╭─ Text to read

PYLOT Magazine Online: Sunil Shah

  • Anna Claire Sanders

Activism and Art: I spoke to Sunil Shah about his politically informed work

Drawn to themes of expulsion informed by his own childhood experiences, Shah cuts and pastes fragments of history into one another, finding a new narrative within ambiguity, and new meanings in the chasm time leaves behind. Referencing the fractured nature of history, and our inability to know it in its completeness, Shah looks to present alternatives, to offer un-fixed meaning.
In Embassy, images are layered on top of other images: displaced scenes that resonate with the other. Their jarring placement and relationship through proximity alone communicate new messages: an air cargo box holding an unknown person’s worldly possessions sits in the corner of a sunset – life seeping out of the day in a blood-tinged sky; people queue by barbed wire, waiting, and below a ferry leaves one land for another.

╰─
╭─ Material

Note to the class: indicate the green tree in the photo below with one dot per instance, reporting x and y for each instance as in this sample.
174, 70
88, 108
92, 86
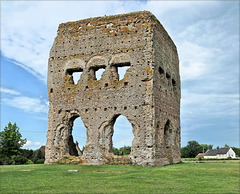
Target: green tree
11, 140
38, 156
191, 150
115, 151
236, 150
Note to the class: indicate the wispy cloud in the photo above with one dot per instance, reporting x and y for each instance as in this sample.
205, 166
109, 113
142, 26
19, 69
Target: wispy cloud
27, 104
9, 91
32, 145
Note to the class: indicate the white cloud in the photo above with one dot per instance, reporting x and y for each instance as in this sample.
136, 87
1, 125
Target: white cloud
27, 104
9, 91
28, 29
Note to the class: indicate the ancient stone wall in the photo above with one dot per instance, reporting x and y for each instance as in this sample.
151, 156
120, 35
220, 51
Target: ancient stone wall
148, 95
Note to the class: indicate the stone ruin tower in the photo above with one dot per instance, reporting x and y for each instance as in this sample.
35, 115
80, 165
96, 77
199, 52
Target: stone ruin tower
148, 95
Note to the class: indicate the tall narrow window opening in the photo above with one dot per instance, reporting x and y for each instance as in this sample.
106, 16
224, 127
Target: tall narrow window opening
121, 69
167, 134
122, 136
78, 137
98, 72
75, 73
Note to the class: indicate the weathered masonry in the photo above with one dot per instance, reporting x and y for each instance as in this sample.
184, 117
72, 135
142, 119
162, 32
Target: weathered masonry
148, 95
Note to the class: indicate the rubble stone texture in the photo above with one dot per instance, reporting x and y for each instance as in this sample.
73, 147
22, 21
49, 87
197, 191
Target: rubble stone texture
148, 95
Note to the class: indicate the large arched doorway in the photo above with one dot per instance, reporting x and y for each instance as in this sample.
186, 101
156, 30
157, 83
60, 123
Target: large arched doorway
78, 136
122, 136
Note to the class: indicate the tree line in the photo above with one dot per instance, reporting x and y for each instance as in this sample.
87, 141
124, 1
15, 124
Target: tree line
11, 142
193, 148
11, 152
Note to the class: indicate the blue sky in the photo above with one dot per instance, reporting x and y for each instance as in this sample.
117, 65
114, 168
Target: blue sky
206, 34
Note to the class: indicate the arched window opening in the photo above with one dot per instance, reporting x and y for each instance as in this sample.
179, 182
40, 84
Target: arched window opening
75, 73
98, 72
167, 134
78, 137
121, 69
161, 71
122, 136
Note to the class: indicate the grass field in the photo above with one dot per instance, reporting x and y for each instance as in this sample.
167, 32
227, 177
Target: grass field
187, 177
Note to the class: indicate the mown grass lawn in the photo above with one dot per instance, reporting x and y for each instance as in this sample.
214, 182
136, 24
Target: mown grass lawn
187, 177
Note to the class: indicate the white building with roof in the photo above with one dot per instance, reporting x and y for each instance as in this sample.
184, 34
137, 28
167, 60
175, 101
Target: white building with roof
220, 153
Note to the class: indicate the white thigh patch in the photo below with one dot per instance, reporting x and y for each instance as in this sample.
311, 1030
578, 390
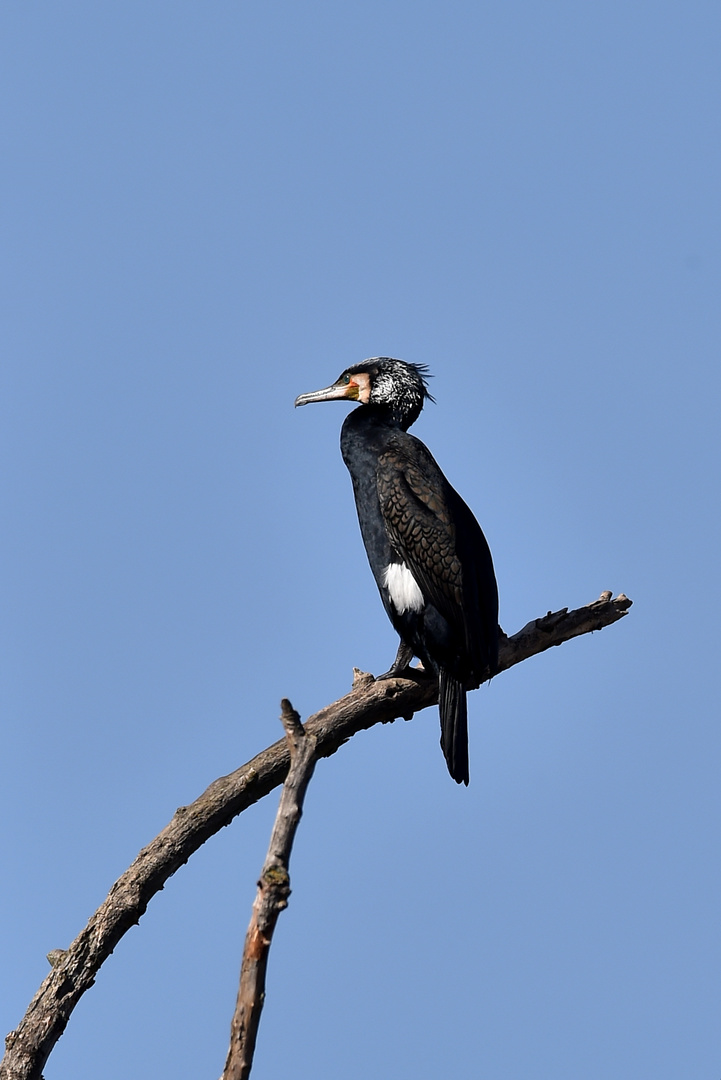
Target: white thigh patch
402, 585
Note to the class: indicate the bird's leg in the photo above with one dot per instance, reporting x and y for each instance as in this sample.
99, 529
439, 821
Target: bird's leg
402, 662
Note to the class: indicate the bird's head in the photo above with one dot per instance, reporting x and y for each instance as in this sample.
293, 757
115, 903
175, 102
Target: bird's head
392, 386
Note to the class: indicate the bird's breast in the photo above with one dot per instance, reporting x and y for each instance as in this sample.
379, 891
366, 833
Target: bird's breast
403, 589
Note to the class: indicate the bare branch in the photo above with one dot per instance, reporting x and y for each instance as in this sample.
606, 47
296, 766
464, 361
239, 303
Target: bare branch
272, 896
369, 702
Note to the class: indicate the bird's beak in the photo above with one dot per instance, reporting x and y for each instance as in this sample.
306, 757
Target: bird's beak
338, 391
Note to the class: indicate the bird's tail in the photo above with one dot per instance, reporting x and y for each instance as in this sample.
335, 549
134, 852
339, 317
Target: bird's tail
453, 726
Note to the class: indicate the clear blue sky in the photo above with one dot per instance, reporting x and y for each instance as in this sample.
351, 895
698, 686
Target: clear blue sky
207, 208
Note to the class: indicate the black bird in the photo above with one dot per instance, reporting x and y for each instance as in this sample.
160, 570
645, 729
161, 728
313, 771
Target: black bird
427, 553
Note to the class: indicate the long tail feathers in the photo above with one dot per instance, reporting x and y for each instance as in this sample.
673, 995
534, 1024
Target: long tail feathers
453, 726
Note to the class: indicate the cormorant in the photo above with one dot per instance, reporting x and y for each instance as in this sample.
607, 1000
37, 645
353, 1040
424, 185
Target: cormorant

╰─

[Parts of the exercise]
1. Print everything in the Sunil Shah article from "Drawn to themes" down to "offer un-fixed meaning.".
2. Name every person, publication, and artwork that the Sunil Shah article mentions.
The rows are not needed for any of this work.

[Complete answers]
1.
Drawn to themes of expulsion informed by his own childhood experiences, Shah cuts and pastes fragments of history into one another, finding a new narrative within ambiguity, and new meanings in the chasm time leaves behind. Referencing the fractured nature of history, and our inability to know it in its completeness, Shah looks to present alternatives, to offer un-fixed meaning.

2.
Sunil Shah
Anna Claire Sanders
PYLOT Magazine Online
Embassy